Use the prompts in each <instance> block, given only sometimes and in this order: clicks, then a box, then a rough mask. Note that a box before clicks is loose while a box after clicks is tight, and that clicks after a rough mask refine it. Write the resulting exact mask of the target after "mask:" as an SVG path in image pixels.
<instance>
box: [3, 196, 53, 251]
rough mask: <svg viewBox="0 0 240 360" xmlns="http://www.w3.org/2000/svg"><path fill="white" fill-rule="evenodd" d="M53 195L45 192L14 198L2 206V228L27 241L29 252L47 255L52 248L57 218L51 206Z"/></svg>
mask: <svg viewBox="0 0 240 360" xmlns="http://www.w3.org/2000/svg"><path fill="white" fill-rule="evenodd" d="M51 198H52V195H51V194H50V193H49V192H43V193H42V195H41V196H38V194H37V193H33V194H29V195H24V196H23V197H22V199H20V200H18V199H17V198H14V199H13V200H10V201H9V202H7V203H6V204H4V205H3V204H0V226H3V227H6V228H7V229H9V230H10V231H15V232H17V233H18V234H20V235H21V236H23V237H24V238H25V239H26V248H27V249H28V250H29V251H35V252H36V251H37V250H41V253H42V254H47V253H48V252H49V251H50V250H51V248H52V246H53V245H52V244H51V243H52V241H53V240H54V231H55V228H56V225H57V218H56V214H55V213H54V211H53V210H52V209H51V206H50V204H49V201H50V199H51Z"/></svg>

···

### Assignment
Show every line in the entries above that contains the string "instance".

### Answer for this exercise
Use the prompts in each <instance> block, given only sometimes and in this order: clicks, then a box, then a rough mask. Note that a box before clicks is loose while a box after clicks is tight, and that clicks after a rough mask refine it. Write the resulting exact mask of the target after "mask:" as an SVG path in image pixels.
<instance>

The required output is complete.